> [TASK LIST]
1. Translate the sentence "Rather, the issue is about payment for work done." from the decision on Mr. Bishop's unpaid work below into Spanish.
2. Continue the decision on Mr. Bishop's unpaid work, shown below, from its last sentence.

TEXT FOR ANALYSIS: Begin

14.   So, I find Parkon owes Mr. Bishop $1,984.50. Parkon’s contract of employment was with Mr. Bishop, and so Parkon is the entity that owes Mr. Bishop for his completed work. This is independent of Ms. Fitzpatrick’s obligation to indemnify Parkon, discussed below.

15.   While Parkon submitted no evidence or submissions, Ms. Fitzpatrick was served in accordance with the CRT’s rules and she failed to file a Dispute Response as required. As noted, she is in default. Liability is generally assumed in defaults, and so here I find Ms. Fitzpatrick is responsible to indemnify or reimburse Parkon for the award I have ordered Parkon to pay Mr. Bishop. I will address the total award below, inclusive of interest and CRT fees.

16.   Next, I turn to Mr. Bishop’s submission in which he asks for an additional 2 weeks’ severance, for a total of $2,880. I dismiss this claim because it was not set out in the Dispute Notice and because there is no evidence that Mr. Bishop’s agreement with Parkon contemplated severance pay. Mr. Bishop alleges that Parkon’s refusal to pay him is a “personal issue” for Parkon and not about Mr. Bishop’s work. I have insufficient evidence to support this conclusion. I note there is no written employment agreement in evidence and Mr. Bishop does not argue their agreement had a severance provision. There is no suggestion Mr. Bishop was wrongfully terminated such that he would be entitled to common law damages. Rather, the issue is about payment for work done. The parties also agree Mr. Bishop was an independent contractor at the material time, and so entitlements under the Employment Standards Act (ESA) do not apply. I note that the CRT has no jurisdiction to order payment of ESA entitlements in any event. I dismiss the request for $2,880 in severance.

17.   The Court Order Interest Act (COIA) applies to the CRT. I find Mr. Bishop is entitled to pre-judgment COIA interest on the $1,984.50, from January 27, 2020, to the date of this decision. This equals $19.71.

18.   Under section 49 of the CRTA and the CRT’s rules, a successful party is generally entitled to the recovery of their CRT fees. I find Mr. Bishop was substantially successful and so he is entitled to reimbursement of $125 in paid CRT fees. No dispute-related expenses were claimed. In addition to indemnifying Parkon for the awards payable by Parkon to Mr. Bishop, I also order Ms. Fitzpatrick to reimburse Parkon $75 in paid CRT fees.

TEXT FOR ANALYSIS: End
DATA: Begin

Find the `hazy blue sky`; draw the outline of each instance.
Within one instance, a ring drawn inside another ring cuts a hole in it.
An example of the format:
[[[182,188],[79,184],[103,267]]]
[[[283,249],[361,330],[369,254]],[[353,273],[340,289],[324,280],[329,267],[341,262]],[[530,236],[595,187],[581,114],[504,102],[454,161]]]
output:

DATA: End
DATA: Begin

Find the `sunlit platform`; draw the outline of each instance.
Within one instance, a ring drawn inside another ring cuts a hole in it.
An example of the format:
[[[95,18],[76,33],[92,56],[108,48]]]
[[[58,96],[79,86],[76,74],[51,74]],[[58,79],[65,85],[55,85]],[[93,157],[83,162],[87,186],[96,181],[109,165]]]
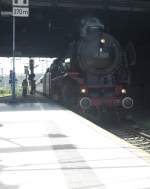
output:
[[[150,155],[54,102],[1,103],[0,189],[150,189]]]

DATA: End

> [ACTIVITY ANSWERS]
1. Más bien, la cuestión se refiere al pago por el trabajo realizado.

2.
ORDERS

19.   Within 21 days of this decision, I order Parkon to pay Mr. Bishop a total of $2,129.21, broken down as follows:

a.    $1,984.50 in debt,

b.    $19.71 in pre-judgment COIA interest, and

c.    $125 in CRT fees.

20.   Within 30 days of this decision, I order Ms. Fitzpatrick to pay Parkon a total of $2,204.21, broken down as follows:

a.    $2,129.21 in indemnity for Parkon’s debt obligations to Mr. Bishop, and

b.    $75 in CRT fees.

21.   Mr. Bishop and Parkon are respectively entitled to post-judgment interest, as applicable.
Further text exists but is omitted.